# Help ACS Skill Assessment Network Engineer



## praskr (Mar 4, 2013)

Hi,
I'm planning for PR for Australia. I'm network Administrator/Engineer/Consultant with 8+ years experience in Cisco/juniper/HP/Riverbed network devices.
I have active Cisco certification in CCNA,CCNP 

I have Bachelors of technology in Electrical and electronics engineering .

Let me know if I can apply with following code 
263111 Computer Network and Systems Engineer

or should i go with 

263113 Network Analyst which requires sponsorship 

Thanks for your help ..


----------



## joluwarrior (May 8, 2012)

praskr said:


> hi,
> i'm planning for pr for australia. I'm network administrator/engineer/consultant with 8+ years experience in cisco/juniper/hp/riverbed network devices.
> I have active cisco certification in ccna,ccnp
> 
> ...


263111


----------



## sanaqvi (Jan 3, 2013)

Hi All,
Can someone guide me with regards to experience, 

i. Does ACS consider experience during the last ten years only?
ii. Whether experience after the highest qualification is considered only? 

After my graduation, I did Post Graduate Diploma in Computer (in year 2000) and worked for two years (2001-2003), and then full time Masters degree (2003-2005). Whether my experience during 2001 to 2003 will be considered.

Thanks


----------



## praskr (Mar 4, 2013)

joluwarrior said:


> 263111


Thanks for your reply . 

I have one more query : my engineering major is in electrical and electronics .Do i need to submit any Recognition of Prior Learning ?

Thanks again


----------



## Immiseek (Oct 17, 2012)

praskr said:


> Thanks for your reply .
> 
> I have one more query : my engineering major is in electrical and electronics .Do i need to submit any Recognition of Prior Learning ?
> 
> Thanks again


Your CCNP should be good enough for assessment purpose and you will not have to write any RPL
You can go ahead with assessment on the basis of CCNP and your exp will be counted post certification

This will give you 10 points for education since ACS considers CCNP as equivalent to AQF diploma with major in computing.


----------



## joluwarrior (May 8, 2012)

praskr said:


> Thanks for your reply .
> 
> I have one more query : my engineering major is in electrical and electronics .Do i need to submit any Recognition of Prior Learning ?
> 
> Thanks again


Not required. Your qualification is an ICT major. You can follow the normal assessment route.


----------



## joluwarrior (May 8, 2012)

sanaqvi said:


> Hi All,
> Can someone guide me with regards to experience,
> 
> i. Does ACS consider experience during the last ten years only?
> ...


Replied in another thread where you had posted this query.


----------



## dhiraj_g23 (Apr 4, 2013)

Immiseek said:


> Your CCNP should be good enough for assessment purpose and you will not have to write any RPL
> You can go ahead with assessment on the basis of CCNP and your exp will be counted post certification
> 
> This will give you 10 points for education since ACS considers CCNP as equivalent to AQF diploma with major in computing.


Hi,

My spouse has BE Mech degree and she is into networking. she has finished two papers of CCNP. If she could write the other, would she be eligible for ICT, avoiding RPL. She has only 5 yrs of experience. I am adding her as secondary to claim 5 points. If i get her skill assessed via RPL i doubt if she may need more than 6 years of experience.


----------



## Sunlight11 (Apr 27, 2013)

joluwarrior said:


> Replied in another thread where you had posted this query.


Hello, would you be kind enough to let me know the thread ??? I am in same situation.. I am having 9 months of work experience 10 years back, that I want to include in ACS lodgement... but that was full time and same as my current one... it was also before my (Hons.) degree...


----------

**DATASET ROWS**:
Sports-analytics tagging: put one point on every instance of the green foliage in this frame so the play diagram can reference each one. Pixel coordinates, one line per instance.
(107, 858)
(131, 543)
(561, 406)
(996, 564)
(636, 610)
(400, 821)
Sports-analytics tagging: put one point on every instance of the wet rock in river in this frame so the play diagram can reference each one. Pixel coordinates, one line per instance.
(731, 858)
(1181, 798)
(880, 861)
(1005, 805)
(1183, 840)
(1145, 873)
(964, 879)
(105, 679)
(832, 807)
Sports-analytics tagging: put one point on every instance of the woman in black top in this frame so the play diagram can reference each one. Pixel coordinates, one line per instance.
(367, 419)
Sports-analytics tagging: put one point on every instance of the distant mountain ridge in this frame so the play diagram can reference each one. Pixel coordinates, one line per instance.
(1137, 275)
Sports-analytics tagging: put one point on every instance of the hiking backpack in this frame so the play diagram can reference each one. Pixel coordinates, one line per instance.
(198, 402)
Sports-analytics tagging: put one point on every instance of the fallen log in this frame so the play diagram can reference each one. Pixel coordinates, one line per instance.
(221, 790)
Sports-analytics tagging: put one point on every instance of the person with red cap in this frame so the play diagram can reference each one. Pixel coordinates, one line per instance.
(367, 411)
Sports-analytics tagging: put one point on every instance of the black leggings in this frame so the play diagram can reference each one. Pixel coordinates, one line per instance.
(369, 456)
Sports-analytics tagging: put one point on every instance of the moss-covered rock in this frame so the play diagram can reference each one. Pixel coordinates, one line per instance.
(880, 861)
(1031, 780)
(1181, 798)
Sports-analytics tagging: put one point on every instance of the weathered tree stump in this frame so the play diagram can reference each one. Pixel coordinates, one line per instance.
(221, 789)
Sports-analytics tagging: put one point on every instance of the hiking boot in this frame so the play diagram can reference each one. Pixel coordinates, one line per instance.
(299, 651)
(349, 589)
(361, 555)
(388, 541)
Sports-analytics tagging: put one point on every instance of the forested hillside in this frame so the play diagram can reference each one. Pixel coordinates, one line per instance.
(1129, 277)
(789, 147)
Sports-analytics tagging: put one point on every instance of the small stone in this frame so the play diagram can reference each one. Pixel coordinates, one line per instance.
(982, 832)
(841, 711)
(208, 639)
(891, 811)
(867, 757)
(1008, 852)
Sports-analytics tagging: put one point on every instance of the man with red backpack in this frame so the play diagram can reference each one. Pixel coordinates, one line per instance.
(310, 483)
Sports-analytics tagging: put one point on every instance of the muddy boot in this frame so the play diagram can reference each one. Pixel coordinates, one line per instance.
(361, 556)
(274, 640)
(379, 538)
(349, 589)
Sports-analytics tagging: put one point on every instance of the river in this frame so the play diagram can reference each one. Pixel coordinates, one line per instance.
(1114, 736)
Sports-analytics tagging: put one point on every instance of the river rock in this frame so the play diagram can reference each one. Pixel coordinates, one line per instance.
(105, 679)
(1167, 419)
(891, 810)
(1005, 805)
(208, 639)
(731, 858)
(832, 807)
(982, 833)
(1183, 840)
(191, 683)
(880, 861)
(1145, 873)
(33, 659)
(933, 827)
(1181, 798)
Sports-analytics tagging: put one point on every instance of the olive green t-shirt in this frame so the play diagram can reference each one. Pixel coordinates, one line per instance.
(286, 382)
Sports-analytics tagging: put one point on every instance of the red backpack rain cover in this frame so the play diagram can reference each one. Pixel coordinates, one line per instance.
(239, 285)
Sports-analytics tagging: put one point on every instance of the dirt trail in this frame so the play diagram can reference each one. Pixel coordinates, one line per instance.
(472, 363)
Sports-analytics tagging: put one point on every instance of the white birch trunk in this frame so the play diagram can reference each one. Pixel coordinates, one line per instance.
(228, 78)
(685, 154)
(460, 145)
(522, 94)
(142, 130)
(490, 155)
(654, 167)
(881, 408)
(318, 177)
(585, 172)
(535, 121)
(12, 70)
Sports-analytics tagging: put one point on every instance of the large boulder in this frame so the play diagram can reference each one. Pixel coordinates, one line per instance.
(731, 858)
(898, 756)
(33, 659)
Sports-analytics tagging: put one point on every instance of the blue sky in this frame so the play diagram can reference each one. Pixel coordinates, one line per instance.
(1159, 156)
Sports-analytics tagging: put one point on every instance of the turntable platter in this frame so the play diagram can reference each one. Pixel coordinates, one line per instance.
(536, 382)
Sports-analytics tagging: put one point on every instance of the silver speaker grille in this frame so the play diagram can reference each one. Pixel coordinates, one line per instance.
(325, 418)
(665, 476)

**REQUEST**: In the forum thread about ACS skill assessment, translate this sentence into Spanish: "You can follow the normal assessment route."

**SOLUTION FOR THIS PROBLEM**: Puede seguir la vía normal de evaluación.